## OBJECTIVE
Present the data once more in exactly its original form.

## SUPPLIED DATA
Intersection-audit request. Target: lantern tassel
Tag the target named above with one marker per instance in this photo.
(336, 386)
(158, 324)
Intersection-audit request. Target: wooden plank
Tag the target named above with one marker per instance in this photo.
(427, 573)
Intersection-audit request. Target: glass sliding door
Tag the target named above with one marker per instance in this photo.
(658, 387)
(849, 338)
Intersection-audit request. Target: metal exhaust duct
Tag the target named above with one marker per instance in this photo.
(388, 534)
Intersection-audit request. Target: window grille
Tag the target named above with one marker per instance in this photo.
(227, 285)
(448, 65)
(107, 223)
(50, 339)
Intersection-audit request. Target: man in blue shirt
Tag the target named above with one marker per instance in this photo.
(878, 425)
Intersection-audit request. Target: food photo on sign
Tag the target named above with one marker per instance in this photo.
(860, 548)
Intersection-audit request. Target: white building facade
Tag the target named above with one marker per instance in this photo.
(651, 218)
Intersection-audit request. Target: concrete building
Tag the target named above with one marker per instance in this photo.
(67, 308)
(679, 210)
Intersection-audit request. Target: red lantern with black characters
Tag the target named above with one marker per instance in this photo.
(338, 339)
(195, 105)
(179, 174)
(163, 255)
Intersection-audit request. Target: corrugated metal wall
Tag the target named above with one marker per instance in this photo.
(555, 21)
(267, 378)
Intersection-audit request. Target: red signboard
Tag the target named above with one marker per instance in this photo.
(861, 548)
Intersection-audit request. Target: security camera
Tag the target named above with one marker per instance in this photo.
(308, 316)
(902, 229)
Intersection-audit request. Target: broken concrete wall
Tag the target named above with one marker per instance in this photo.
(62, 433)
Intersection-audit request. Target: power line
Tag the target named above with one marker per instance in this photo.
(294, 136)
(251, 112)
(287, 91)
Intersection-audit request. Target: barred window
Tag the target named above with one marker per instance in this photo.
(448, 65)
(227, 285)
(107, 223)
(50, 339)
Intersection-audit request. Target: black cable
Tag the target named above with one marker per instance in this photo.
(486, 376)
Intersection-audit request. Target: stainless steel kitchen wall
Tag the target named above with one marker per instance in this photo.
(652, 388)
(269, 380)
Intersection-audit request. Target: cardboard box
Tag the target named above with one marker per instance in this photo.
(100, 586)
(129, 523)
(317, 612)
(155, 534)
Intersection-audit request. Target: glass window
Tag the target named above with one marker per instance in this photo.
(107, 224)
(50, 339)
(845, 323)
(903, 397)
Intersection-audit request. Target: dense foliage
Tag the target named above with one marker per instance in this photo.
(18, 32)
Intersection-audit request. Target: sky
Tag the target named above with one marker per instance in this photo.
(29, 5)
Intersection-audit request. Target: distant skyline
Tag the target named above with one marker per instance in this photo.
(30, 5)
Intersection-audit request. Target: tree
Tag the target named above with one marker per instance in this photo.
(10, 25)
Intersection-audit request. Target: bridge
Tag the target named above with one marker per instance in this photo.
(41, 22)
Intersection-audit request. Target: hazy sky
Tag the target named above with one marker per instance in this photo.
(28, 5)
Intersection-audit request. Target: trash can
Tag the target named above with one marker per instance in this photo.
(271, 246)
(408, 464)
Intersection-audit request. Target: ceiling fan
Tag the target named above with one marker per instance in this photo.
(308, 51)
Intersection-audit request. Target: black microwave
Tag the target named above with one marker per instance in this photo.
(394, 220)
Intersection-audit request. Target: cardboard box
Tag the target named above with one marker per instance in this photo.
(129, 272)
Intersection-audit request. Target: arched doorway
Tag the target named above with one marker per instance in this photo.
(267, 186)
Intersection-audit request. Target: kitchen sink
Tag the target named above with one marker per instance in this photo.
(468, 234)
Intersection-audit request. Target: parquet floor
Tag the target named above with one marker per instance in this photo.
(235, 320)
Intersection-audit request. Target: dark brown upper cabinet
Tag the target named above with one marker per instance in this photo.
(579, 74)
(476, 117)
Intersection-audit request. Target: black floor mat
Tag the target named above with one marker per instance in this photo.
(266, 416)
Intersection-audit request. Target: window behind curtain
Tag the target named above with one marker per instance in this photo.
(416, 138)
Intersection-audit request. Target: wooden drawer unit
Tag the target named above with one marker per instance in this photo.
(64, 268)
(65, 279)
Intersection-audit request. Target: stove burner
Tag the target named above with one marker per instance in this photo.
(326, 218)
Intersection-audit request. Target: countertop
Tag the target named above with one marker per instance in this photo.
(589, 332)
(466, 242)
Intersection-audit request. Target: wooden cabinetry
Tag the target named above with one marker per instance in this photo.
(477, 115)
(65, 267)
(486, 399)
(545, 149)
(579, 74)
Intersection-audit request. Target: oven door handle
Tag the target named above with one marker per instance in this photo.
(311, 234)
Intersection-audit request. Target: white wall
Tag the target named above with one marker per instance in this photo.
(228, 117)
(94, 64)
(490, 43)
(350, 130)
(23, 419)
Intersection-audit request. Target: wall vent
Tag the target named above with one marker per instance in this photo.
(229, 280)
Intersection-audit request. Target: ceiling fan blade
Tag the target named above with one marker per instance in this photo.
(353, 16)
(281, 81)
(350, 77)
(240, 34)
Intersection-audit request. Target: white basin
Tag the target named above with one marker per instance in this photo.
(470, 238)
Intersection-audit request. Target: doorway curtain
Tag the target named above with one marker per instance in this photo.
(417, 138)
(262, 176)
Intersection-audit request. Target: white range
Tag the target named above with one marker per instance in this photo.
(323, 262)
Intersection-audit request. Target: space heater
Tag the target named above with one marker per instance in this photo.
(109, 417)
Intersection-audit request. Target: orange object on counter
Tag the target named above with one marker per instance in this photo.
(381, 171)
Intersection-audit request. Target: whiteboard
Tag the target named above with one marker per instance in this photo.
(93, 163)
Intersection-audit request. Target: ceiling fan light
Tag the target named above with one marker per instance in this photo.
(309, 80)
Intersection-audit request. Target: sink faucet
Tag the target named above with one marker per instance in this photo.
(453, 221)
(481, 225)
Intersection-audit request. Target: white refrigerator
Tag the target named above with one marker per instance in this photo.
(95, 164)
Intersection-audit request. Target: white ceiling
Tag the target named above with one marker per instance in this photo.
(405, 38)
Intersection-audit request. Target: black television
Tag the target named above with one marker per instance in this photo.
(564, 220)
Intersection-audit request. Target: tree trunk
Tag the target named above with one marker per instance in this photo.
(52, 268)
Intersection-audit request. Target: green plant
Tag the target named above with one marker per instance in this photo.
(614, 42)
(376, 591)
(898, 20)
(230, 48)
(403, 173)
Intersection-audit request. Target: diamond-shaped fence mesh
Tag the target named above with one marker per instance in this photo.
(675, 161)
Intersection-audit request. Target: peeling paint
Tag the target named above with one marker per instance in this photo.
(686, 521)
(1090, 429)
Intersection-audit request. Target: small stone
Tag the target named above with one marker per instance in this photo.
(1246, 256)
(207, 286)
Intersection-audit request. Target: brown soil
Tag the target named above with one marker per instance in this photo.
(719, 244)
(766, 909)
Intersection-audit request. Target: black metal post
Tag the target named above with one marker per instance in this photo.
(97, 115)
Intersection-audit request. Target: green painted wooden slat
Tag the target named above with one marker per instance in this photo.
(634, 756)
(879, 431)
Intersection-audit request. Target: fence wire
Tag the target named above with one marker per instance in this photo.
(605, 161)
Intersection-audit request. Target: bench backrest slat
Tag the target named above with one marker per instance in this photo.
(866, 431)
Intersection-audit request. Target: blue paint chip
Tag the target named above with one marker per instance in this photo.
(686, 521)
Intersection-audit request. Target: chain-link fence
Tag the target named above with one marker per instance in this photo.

## TASK RESULT
Intersection-audit request. Target: lantern tassel
Tag the target named above with one marker per instance in this photo.
(336, 386)
(158, 324)
Intersection-audit request. Target: wooden plank
Tag the target named above with one marker per instance in this photo.
(427, 573)
Intersection-audit request. Target: glass sliding door
Tag the target named above with one marker per instance in this photo.
(658, 387)
(849, 338)
Intersection-audit request. Target: metal exhaust duct
Tag the target named above with one marker per instance in this photo.
(388, 534)
Intersection-audit request. Target: window grille
Tag the target named above with one marker per instance in this photo.
(227, 285)
(448, 65)
(107, 223)
(50, 339)
Intersection-audit request. Target: man in blue shirt
Tag the target named above with one marker per instance in this photo.
(878, 425)
Intersection-audit request. Target: food photo on sign
Tag the target named above with one marker per instance in this photo.
(860, 548)
Intersection-audit request. Target: white building facade
Tag the target named above with one marker per instance in this photo.
(651, 218)
Intersection-audit request. Target: concrete building
Tag the target named above with one marker per instance in this photo.
(67, 308)
(679, 210)
Intersection-audit request. Target: red lantern with black characters
Tag the target named above with one marker per instance in this photo.
(338, 339)
(195, 105)
(179, 174)
(163, 255)
Intersection-audit request. Target: corrugated metal wall
Tag the target named above with one marker per instance in this photo.
(555, 21)
(267, 378)
Intersection-audit request. Target: red signboard
Tag the target named above with one marker per instance in this photo.
(861, 548)
Intersection-audit request. Target: security camera
Tag the target named above with one marker per instance in this photo.
(308, 316)
(902, 229)
Intersection-audit request. Target: broken concrete wall
Tag the target named above with one marker per instance in this photo.
(62, 433)
Intersection-audit request. Target: power line
Tag the target named above with one marker per instance in this photo.
(294, 136)
(251, 112)
(287, 91)
Intersection-audit request. Target: barred window
Tag the target named above with one marker per instance in this photo.
(448, 65)
(227, 285)
(107, 223)
(50, 339)
Intersection-audit request. Target: black cable
Tag the target named above with one marker per instance in this photo.
(486, 376)
Intersection-audit request. Target: stainless steel kitchen wall
Tag the target named above with one marker per instance in this photo.
(652, 388)
(269, 380)
Intersection-audit request. Target: cardboard box
Tag the target named above with one marker per instance in this photo.
(100, 586)
(129, 523)
(317, 612)
(155, 534)
Intersection-audit request. Target: glass window
Tag the target named above with one marker per instance in this photo.
(107, 224)
(50, 339)
(845, 323)
(903, 397)
Intersection-audit request. Target: dense foliage
Tag the target named above with one marker per instance in this photo.
(18, 32)
Intersection-audit request. Target: sky
Tag the target named above with one marker per instance in this photo.
(29, 5)
Intersection-audit request. Target: distant skyline
Tag the target named above with one marker per instance in this photo.
(30, 5)
Intersection-audit request. Target: tree
Tag the target named above with one marker per instance in this photo.
(10, 25)
Intersection-audit request. Target: bridge
Tag the target named above with one marker per instance in this photo.
(41, 22)
Intersection-audit request. Target: hazy sky
Tag the target named above with one marker per instance in this photo.
(28, 5)
Intersection-audit request. Target: trash can
Tag the target named above with one marker per instance in this photo.
(271, 246)
(408, 464)
Intersection-audit request. Target: ceiling fan
Tag the target named above with one marker per instance in this photo.
(308, 51)
Intersection-audit request. Target: black microwave
Tag the target named above with one marker per instance in this photo.
(394, 220)
Intersection-audit request. Target: cardboard box
Tag the target named above with one marker per instance in this photo.
(129, 272)
Intersection-audit request. Target: arched doorway
Tag the target named above with one marker per instance in this photo.
(267, 186)
Intersection-audit request. Target: kitchen sink
Tag the target named above with one marker per instance in this photo.
(468, 234)
Intersection-audit request. Target: parquet floor
Tag the target named above with one marker per instance in this photo.
(235, 320)
Intersection-audit request. Target: dark brown upper cabinet
Tag the target named above with one marker per instance in this photo.
(579, 74)
(476, 117)
Intersection-audit request. Target: black floor mat
Tag the target named above with one marker per instance in this photo.
(266, 416)
Intersection-audit request. Target: window behind curtain
Tag the target named above with one marker per instance in this photo.
(416, 138)
Intersection-audit request. Target: wooden drawer unit
Tag the target named above with one marker per instance in this photo.
(64, 268)
(65, 279)
Intersection-audit request. Target: stove burner
Tag the target named above with one marker per instance in this photo.
(326, 218)
Intersection-audit request. Target: countertop
Tag the target named above with one marker per instance in this photo.
(589, 332)
(466, 242)
Intersection-audit request. Target: wooden cabinetry
Tag the target named above with one marker per instance in this photo.
(477, 115)
(65, 267)
(486, 399)
(545, 149)
(579, 74)
Intersection-audit request. Target: oven door handle
Tag the target named above with one marker per instance in this photo.
(311, 234)
Intersection-audit request. Target: white wall
Tag the target named above with one marker per instance in this photo.
(228, 117)
(94, 64)
(490, 43)
(350, 130)
(23, 419)
Intersection-audit request. Target: wall vent
Tag the target named above with one marker per instance in this photo.
(229, 280)
Intersection-audit request. Target: ceiling fan blade
Tag the target named above with one marker per instance in this photo.
(353, 16)
(281, 81)
(350, 77)
(240, 34)
Intersection-audit request. Target: white basin
Tag the target named above with one marker per instance in this photo.
(470, 238)
Intersection-audit request. Target: doorway curtain
Tag the target named above with one marker per instance in this photo.
(417, 138)
(262, 176)
Intersection-audit request. Target: white range
Tag the target named above with one marker per instance in this photo.
(323, 262)
Intersection-audit request. Target: space heater
Tag the target named above with one marker per instance in this photo.
(109, 417)
Intersection-audit request. Target: orange object on counter
Tag the target named above with one marker per instance in this photo.
(381, 171)
Intersection-audit request. Target: whiteboard
Tag the target named above with one marker per instance in this photo.
(93, 163)
Intersection-audit request. Target: ceiling fan light
Tag the target named above with one marker per instance in this photo.
(309, 80)
Intersection-audit request. Target: sink faucet
Tag the target named above with one marker per instance in this photo.
(453, 221)
(481, 225)
Intersection-audit request. Target: white refrigerator
Tag the target named above with one marker per instance in this photo.
(95, 164)
Intersection-audit request. Target: white ceiling
Tag the target named above with one marker per instance in this photo.
(405, 38)
Intersection-audit request. Target: black television
Tag the target named above with one marker per instance in this photo.
(564, 220)
Intersection-audit request. Target: tree trunk
Tag the target named above with one marker per instance in this photo.
(52, 268)
Intersection-audit request. Target: green plant
Tag the target named above with one marker per instance in this photo.
(614, 42)
(376, 591)
(898, 20)
(230, 48)
(403, 173)
Intersection-audit request. Target: diamond-shaped fence mesh
Tag the target named above with one marker per instance in this photo.
(675, 161)
Intersection-audit request. Target: peeling paint
Tag the target named above with one marker per instance in this photo.
(686, 521)
(1090, 429)
Intersection-audit request. Target: small stone
Tag the target named above with one marker per instance in this photo.
(1246, 256)
(207, 286)
Intersection-audit request. Target: brown soil
Tag the target named above with one marker per instance in this photo.
(719, 244)
(766, 909)
Intersection-audit request. Target: black metal post
Tag the target named above with one marker per instance in this photo.
(97, 115)
Intersection-audit request. Target: green painted wooden slat
Tag the target named above with one marker per instance in this photo.
(634, 756)
(879, 431)
Intersection-audit request. Target: fence wire
Tag the target named above with one marker per instance in this photo.
(605, 161)
Intersection-audit request. Target: bench backrest slat
Tag the target named above with one marker per instance in this photo.
(866, 431)
Intersection-audit request. Target: blue paint chip
Tag the target named above with one marker per instance in this photo.
(686, 521)
Intersection-audit request. Target: chain-link fence
Tag the target named above with one marker per instance in this photo.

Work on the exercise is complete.